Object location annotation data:
_ _ _ _ _ _ _

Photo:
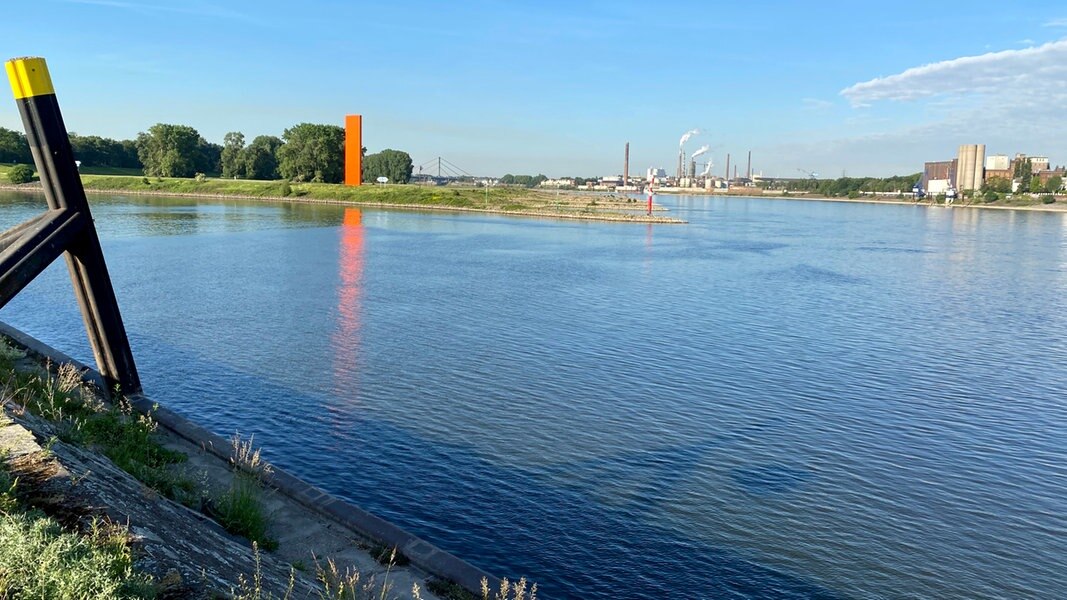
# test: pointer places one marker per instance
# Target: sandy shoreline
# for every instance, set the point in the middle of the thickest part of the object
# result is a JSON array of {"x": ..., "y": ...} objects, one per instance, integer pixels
[
  {"x": 637, "y": 217},
  {"x": 1057, "y": 207}
]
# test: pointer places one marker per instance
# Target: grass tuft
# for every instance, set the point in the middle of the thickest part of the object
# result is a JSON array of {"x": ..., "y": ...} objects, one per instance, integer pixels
[{"x": 240, "y": 510}]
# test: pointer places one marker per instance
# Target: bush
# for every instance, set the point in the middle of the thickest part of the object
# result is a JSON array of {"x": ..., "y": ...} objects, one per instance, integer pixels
[{"x": 20, "y": 174}]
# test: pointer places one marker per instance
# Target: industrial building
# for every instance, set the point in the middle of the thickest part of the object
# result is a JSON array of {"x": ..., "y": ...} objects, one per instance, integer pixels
[{"x": 972, "y": 168}]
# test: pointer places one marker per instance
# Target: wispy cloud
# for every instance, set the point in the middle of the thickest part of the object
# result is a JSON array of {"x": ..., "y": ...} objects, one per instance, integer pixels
[
  {"x": 192, "y": 8},
  {"x": 815, "y": 104},
  {"x": 1034, "y": 72}
]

_ _ _ _ _ _ _

Transcribe the full listing above exactly as it stands, minus the pictures.

Photo:
# test: pointer places one marker per instance
# Target: sandy shoreline
# for every instance, set the point in the middle of the thickest part of the object
# result is a JSON array of {"x": ..., "y": ...} objects, one per instance, integer pixels
[
  {"x": 637, "y": 217},
  {"x": 1057, "y": 207}
]
# test: pointer places one marker per instance
# Target: grass tuft
# for every instance, set the point in the middle of the thickest part of the object
# result is a JSON array of {"x": ..., "y": ...} objects, one per instance, integer pixels
[{"x": 240, "y": 510}]
# test: pointer places one marker per instance
# Target: bush
# for every instance, set the point in the middle of the thickest part of the object
# result is a JSON array of {"x": ..., "y": ...} objects, one per instance, integer pixels
[{"x": 20, "y": 174}]
# test: pointer places one marker per instance
# Target: industrial building
# for every instance, set the point in the middle of the thickest part of the object
# result is a JSON array of {"x": ..., "y": ...} objects, one per instance, integer pixels
[{"x": 972, "y": 168}]
# test: pointer places one marker per instance
# Target: wispy cloud
# for every instance, set the point in the middle of the thickest part of the object
# result is a JSON array of {"x": ..., "y": ...} objects, one per instance, integer pixels
[
  {"x": 192, "y": 8},
  {"x": 815, "y": 104},
  {"x": 1034, "y": 72}
]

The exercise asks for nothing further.